**Written instruction:**
Rewrite the rows below as a Markdown table with two columns, Number and Line, giving each non-blank line its own entry numbered in order. Leave out blank lines.

**Dataset extract:**
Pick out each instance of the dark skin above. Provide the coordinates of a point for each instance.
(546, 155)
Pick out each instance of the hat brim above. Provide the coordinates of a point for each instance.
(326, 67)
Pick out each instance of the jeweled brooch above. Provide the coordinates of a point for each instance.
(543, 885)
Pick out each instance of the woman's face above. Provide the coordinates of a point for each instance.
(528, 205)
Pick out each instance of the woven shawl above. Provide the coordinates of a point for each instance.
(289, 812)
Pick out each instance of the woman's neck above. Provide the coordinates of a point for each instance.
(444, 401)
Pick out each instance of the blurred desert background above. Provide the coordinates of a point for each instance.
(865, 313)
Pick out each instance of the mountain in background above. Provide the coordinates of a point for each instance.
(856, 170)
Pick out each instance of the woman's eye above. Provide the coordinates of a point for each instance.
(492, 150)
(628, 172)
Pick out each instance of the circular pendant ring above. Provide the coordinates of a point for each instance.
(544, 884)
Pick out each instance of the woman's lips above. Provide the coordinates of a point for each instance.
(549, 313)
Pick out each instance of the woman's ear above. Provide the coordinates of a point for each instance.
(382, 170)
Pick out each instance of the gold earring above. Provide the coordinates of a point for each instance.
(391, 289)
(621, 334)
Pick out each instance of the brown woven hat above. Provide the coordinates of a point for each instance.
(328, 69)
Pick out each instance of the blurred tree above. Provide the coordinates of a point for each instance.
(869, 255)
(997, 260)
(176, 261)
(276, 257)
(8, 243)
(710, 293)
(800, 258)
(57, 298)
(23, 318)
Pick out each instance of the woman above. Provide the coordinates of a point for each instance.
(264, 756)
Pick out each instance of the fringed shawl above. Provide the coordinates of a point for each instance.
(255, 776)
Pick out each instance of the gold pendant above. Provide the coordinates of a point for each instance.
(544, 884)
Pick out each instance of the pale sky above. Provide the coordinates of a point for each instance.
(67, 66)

**Task answer:**
| Number | Line |
|---|---|
| 1 | Pick out each instance of the dark skin above. Provide the coordinates of a point for each instance. |
| 2 | (546, 155) |
| 3 | Pick out each instance of the hat brim above. Provide the coordinates of a point for each instance. |
| 4 | (326, 67) |
| 5 | Pick out each instance of the jeweled brooch above. Provide the coordinates of a point for each instance. |
| 6 | (543, 885) |
| 7 | Pick out each instance of the woman's face above. Provide the coordinates of a point for each instance. |
| 8 | (528, 205) |
| 9 | Pick out each instance of the woven shawl above. Provide the coordinates of a point for each instance. |
| 10 | (289, 812) |
| 11 | Pick out each instance of the woman's neck above. Provide the coordinates of a point for each instance. |
| 12 | (444, 401) |
| 13 | Pick out each instance of the blurred desert background above. Provide the coordinates of a point for each instance. |
| 14 | (865, 313) |
| 15 | Pick out each instance of the mountain in background above. Provide the coordinates of a point for each instance. |
| 16 | (856, 170) |
| 17 | Pick out each instance of the woman's eye above. Provide the coordinates of a point for each instance. |
| 18 | (492, 150) |
| 19 | (628, 172) |
| 20 | Pick out each instance of the circular pendant ring above. Provide the coordinates of a point for each instance. |
| 21 | (544, 884) |
| 22 | Pick out each instance of the woman's lips above. Provide the coordinates of a point for each instance. |
| 23 | (549, 313) |
| 24 | Pick out each instance of the woman's ear above. Provide the coordinates of a point for each instance. |
| 25 | (382, 170) |
| 26 | Pick out each instance of the gold earring above. Provide the coordinates of a point for each instance. |
| 27 | (391, 289) |
| 28 | (621, 334) |
| 29 | Pick out each instance of the brown woven hat above. Provide the coordinates of a point for each instance. |
| 30 | (328, 69) |
| 31 | Pick out each instance of the blurred tree above. Provide the coordinates of a point for each instance. |
| 32 | (869, 255) |
| 33 | (997, 260) |
| 34 | (176, 261) |
| 35 | (276, 257) |
| 36 | (8, 243) |
| 37 | (710, 293) |
| 38 | (800, 258) |
| 39 | (57, 298) |
| 40 | (23, 318) |
| 41 | Pick out each instance of the woman above. Provide the coordinates of a point for each instance. |
| 42 | (264, 756) |
| 43 | Pick out each instance of the fringed shawl above. Provide the coordinates of a point for each instance. |
| 44 | (255, 776) |
| 45 | Pick out each instance of the gold pendant above. Provide the coordinates of a point for each instance. |
| 46 | (544, 884) |
| 47 | Pick out each instance of the pale sky above. Provide the coordinates of a point for each instance. |
| 48 | (67, 66) |